ABOUT THIS TASK: Every entry has to be restated word for word.

Data extracted from a collection:
-- Opening Marker --
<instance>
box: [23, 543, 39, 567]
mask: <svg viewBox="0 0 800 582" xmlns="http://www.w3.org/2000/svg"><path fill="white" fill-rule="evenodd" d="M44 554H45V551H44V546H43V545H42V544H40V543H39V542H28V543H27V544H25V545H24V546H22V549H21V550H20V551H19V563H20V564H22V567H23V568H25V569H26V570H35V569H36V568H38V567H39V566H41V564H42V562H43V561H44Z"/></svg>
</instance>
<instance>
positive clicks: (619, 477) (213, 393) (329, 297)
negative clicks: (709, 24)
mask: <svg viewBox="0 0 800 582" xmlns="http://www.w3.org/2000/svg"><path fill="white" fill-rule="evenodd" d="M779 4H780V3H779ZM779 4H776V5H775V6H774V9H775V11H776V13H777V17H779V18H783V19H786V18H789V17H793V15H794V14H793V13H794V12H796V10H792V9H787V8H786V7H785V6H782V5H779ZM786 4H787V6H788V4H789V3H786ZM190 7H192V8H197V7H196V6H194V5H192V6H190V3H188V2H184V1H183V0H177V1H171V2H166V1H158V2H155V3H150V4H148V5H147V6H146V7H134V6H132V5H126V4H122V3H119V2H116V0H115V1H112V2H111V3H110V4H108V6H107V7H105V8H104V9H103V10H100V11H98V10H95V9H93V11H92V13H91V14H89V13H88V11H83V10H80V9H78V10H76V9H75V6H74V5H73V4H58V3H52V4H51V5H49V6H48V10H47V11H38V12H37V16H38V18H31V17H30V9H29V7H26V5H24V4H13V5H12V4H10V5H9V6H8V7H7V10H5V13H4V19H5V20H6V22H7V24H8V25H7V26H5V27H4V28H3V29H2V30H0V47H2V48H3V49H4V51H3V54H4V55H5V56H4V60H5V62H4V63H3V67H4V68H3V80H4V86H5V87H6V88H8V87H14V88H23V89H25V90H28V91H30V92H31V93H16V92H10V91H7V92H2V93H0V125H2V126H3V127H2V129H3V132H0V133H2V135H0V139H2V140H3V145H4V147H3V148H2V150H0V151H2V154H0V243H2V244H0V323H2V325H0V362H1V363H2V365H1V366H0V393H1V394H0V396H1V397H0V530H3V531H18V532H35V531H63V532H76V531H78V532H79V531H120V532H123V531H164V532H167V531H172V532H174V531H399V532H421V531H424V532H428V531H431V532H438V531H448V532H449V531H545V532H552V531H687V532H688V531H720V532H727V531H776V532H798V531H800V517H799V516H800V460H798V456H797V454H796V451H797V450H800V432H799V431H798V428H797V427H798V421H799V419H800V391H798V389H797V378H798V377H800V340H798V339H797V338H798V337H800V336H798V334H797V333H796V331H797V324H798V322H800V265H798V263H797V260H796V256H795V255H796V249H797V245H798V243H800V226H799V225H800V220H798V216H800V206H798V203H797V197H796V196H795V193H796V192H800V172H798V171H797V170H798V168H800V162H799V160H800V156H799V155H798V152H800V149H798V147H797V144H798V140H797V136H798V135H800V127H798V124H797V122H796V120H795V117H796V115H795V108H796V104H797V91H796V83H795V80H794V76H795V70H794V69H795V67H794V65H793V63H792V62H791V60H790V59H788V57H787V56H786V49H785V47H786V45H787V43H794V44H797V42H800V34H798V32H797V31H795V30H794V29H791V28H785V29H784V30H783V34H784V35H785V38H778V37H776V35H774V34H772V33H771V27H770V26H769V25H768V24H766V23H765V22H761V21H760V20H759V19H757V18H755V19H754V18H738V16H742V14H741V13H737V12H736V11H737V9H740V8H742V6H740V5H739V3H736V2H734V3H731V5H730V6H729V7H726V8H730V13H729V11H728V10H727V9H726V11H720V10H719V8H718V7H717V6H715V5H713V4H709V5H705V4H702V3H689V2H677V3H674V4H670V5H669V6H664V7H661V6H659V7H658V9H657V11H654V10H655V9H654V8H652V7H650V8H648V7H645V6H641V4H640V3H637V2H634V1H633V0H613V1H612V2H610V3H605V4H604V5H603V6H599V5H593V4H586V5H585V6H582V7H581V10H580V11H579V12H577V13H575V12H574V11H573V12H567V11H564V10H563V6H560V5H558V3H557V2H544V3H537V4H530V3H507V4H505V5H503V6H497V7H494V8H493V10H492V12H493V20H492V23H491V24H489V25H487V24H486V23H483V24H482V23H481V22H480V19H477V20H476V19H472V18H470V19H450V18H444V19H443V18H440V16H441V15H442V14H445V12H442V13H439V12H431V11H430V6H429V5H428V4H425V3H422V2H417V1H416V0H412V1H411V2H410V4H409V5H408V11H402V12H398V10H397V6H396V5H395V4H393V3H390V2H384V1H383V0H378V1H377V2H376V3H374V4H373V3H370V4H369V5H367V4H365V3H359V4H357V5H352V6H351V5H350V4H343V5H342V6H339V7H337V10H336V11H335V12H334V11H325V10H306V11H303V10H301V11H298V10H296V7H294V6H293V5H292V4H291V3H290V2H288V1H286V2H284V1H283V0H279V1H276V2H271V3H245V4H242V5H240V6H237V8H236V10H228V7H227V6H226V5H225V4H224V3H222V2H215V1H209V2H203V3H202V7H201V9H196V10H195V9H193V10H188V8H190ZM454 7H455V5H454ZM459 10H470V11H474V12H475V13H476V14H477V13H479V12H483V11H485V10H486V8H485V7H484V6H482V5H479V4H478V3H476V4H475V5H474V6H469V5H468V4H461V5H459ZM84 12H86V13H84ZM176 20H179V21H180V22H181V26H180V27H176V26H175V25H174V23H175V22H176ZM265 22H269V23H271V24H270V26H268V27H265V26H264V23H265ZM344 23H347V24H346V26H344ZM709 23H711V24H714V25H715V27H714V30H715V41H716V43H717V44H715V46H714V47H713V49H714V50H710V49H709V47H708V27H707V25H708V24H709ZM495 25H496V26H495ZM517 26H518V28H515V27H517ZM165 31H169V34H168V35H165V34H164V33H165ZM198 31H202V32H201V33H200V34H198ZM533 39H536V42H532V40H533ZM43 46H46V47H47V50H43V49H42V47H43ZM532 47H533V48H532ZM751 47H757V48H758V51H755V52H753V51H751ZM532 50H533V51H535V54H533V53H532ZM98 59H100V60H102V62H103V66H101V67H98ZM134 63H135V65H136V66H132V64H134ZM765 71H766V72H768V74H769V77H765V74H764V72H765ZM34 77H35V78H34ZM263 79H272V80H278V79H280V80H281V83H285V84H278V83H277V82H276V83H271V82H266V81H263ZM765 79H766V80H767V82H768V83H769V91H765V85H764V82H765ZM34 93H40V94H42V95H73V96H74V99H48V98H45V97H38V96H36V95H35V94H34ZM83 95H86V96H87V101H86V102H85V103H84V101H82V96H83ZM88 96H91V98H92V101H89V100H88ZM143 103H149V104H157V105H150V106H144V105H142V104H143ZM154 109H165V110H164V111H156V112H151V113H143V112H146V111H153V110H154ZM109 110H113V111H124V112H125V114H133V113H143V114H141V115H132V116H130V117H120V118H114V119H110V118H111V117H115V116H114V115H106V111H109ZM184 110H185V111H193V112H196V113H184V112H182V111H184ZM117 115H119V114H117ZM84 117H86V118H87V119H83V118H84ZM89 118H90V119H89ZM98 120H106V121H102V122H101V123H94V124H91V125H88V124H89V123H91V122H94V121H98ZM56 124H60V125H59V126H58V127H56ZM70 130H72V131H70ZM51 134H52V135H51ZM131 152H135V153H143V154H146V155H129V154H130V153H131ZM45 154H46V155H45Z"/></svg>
-- Closing Marker --
WORKED SOLUTION:
<instance>
box: [23, 543, 39, 567]
mask: <svg viewBox="0 0 800 582" xmlns="http://www.w3.org/2000/svg"><path fill="white" fill-rule="evenodd" d="M44 554H45V551H44V546H43V545H42V544H40V543H39V542H28V543H27V544H25V545H24V546H22V549H21V550H20V551H19V563H20V564H22V567H23V568H25V569H26V570H35V569H36V568H38V567H39V566H41V564H42V562H43V561H44Z"/></svg>
</instance>
<instance>
positive clicks: (619, 477) (213, 393) (329, 297)
negative clicks: (709, 24)
mask: <svg viewBox="0 0 800 582" xmlns="http://www.w3.org/2000/svg"><path fill="white" fill-rule="evenodd" d="M779 4H780V3H779ZM779 4H776V5H775V6H774V9H775V11H776V13H777V17H779V18H783V19H786V18H789V17H793V15H794V14H793V13H794V12H796V10H792V9H787V8H786V7H785V6H782V5H779ZM786 4H787V6H788V4H789V3H786ZM190 7H192V8H197V7H196V6H194V5H192V6H190V3H188V2H184V1H183V0H177V1H171V2H166V1H158V2H155V3H150V4H148V5H147V6H146V7H134V6H132V5H126V4H122V3H119V2H116V0H115V1H112V2H111V3H110V4H108V6H107V7H105V8H104V9H103V10H100V11H98V10H95V9H93V11H92V13H91V14H89V13H88V11H83V10H80V9H78V10H76V9H75V6H74V5H73V4H58V3H52V4H51V5H49V6H48V10H47V11H38V12H37V16H38V18H31V17H30V9H29V7H26V5H24V4H13V5H12V4H10V5H9V6H8V7H7V10H5V13H4V19H5V20H6V22H7V24H8V25H7V26H5V27H4V28H3V29H2V30H0V47H2V48H3V49H4V51H3V54H4V55H5V56H4V60H5V62H4V63H3V67H4V68H3V80H4V86H5V87H6V88H8V87H14V88H23V89H25V90H28V91H30V92H31V93H16V92H10V91H7V92H2V93H0V125H2V126H3V127H2V129H3V132H0V133H2V135H0V139H2V140H3V145H4V147H3V148H2V150H0V151H2V154H0V243H2V244H0V323H2V325H0V362H1V363H2V365H1V366H0V393H1V394H0V396H1V397H0V530H3V531H18V532H35V531H63V532H76V531H78V532H79V531H120V532H123V531H164V532H167V531H172V532H174V531H399V532H421V531H424V532H428V531H431V532H438V531H448V532H449V531H545V532H552V531H687V532H688V531H720V532H727V531H776V532H798V531H800V517H799V516H800V460H798V456H797V454H796V451H797V450H800V432H799V431H798V428H797V427H798V421H799V419H800V391H798V389H797V378H798V377H800V340H798V339H797V338H798V337H800V336H798V334H797V333H796V331H797V324H798V322H800V265H798V263H797V260H796V256H795V255H796V249H797V245H798V243H800V226H799V225H800V220H798V216H800V206H798V203H797V197H796V196H795V193H796V192H800V172H798V171H797V170H798V168H800V162H799V160H800V156H799V155H798V152H800V149H798V147H797V144H798V140H797V136H798V135H800V127H798V124H797V122H796V120H795V117H796V115H795V108H796V104H797V91H796V83H795V80H794V76H795V70H794V69H795V67H794V65H793V63H792V62H791V60H790V59H788V57H787V56H786V49H785V47H786V45H787V43H794V44H797V42H800V34H798V32H797V31H795V30H794V29H791V28H785V29H784V30H783V34H784V35H785V38H778V37H776V35H774V34H772V33H771V27H770V26H769V25H768V24H766V23H765V22H761V21H760V20H759V19H757V18H755V19H754V18H738V16H742V14H741V13H737V12H736V11H737V9H740V8H742V6H740V5H739V3H736V2H734V3H731V5H730V6H729V7H726V8H730V13H729V11H728V10H727V9H726V11H720V10H719V8H718V7H717V6H715V5H713V4H709V5H705V4H702V3H689V2H677V3H674V4H670V5H669V6H664V7H661V6H659V7H658V9H657V11H654V10H655V9H654V8H652V7H650V8H648V7H645V6H641V4H640V3H637V2H634V1H633V0H613V1H612V2H610V3H605V4H604V5H603V6H599V5H593V4H586V5H585V6H582V7H581V10H580V11H579V12H577V13H575V12H574V11H573V12H567V11H564V10H563V6H560V5H558V3H557V2H544V3H537V4H530V3H507V4H505V5H503V6H497V7H494V8H493V10H492V12H493V20H492V23H491V24H489V25H487V24H486V23H483V24H482V23H481V22H480V19H477V20H476V19H472V18H470V19H450V18H444V19H443V18H440V16H441V15H442V14H445V12H442V13H439V12H431V11H430V6H429V5H428V4H425V3H422V2H417V1H416V0H412V1H411V2H410V4H409V5H408V11H402V12H398V10H397V6H396V5H395V4H393V3H390V2H384V1H383V0H378V1H377V2H376V3H374V4H373V3H370V4H369V5H367V4H365V3H359V4H357V5H352V6H351V5H350V4H343V5H342V6H339V7H337V10H336V11H335V12H334V11H325V10H306V11H303V10H301V11H298V10H296V7H294V6H293V5H292V4H291V3H290V2H288V1H286V2H284V1H283V0H279V1H276V2H271V3H245V4H242V5H240V6H237V8H236V10H228V7H227V6H226V5H225V4H224V3H222V2H215V1H209V2H203V3H202V7H201V9H196V10H195V9H193V10H188V8H190ZM454 7H455V5H454ZM459 10H470V11H474V12H475V13H476V14H477V13H479V12H483V11H485V10H486V8H485V7H484V6H482V5H479V4H478V3H476V4H475V5H474V6H469V5H468V4H461V5H459ZM84 12H86V13H84ZM176 20H179V21H180V22H181V26H180V27H176V26H175V25H174V23H175V22H176ZM265 22H269V23H271V24H270V26H268V27H265V26H264V23H265ZM344 23H347V24H346V26H344ZM709 23H711V24H714V25H715V27H714V30H715V41H716V43H717V44H715V46H714V47H713V49H714V50H710V49H709V47H708V27H707V25H708V24H709ZM495 25H496V26H495ZM517 26H518V28H515V27H517ZM165 31H169V34H168V35H165V34H164V33H165ZM198 31H202V32H201V33H200V34H198ZM533 39H536V42H532V40H533ZM43 46H46V47H47V50H43V49H42V47H43ZM532 47H533V48H532ZM751 47H757V48H758V51H755V52H753V51H751ZM532 50H533V51H535V54H533V53H532ZM98 59H100V60H102V62H103V66H101V67H98ZM134 63H135V65H136V66H132V64H134ZM765 71H766V72H768V74H769V77H765V74H764V72H765ZM34 77H35V78H34ZM263 79H272V80H278V79H280V80H281V83H285V84H278V83H277V82H276V83H271V82H266V81H263ZM765 79H766V80H767V82H768V83H769V91H765V85H764V82H765ZM34 93H40V94H42V95H73V96H74V99H48V98H45V97H38V96H36V95H35V94H34ZM83 95H86V96H87V101H86V102H85V103H84V101H82V96H83ZM88 96H91V98H92V101H89V100H88ZM143 103H149V104H157V105H150V106H144V105H142V104H143ZM154 109H165V110H164V111H156V112H151V113H143V112H146V111H153V110H154ZM109 110H113V111H124V112H125V114H133V113H143V114H141V115H132V116H130V117H120V118H114V119H110V118H111V117H115V116H114V115H106V111H109ZM184 110H185V111H193V112H196V113H184V112H182V111H184ZM117 115H119V114H117ZM84 117H86V118H87V119H83V118H84ZM89 118H90V119H89ZM98 120H106V121H102V122H101V123H94V124H91V125H88V124H89V123H91V122H94V121H98ZM56 124H60V125H59V126H58V127H56ZM70 130H72V131H70ZM51 134H52V135H51ZM131 152H135V153H143V154H146V155H129V154H130V153H131ZM45 154H46V155H45Z"/></svg>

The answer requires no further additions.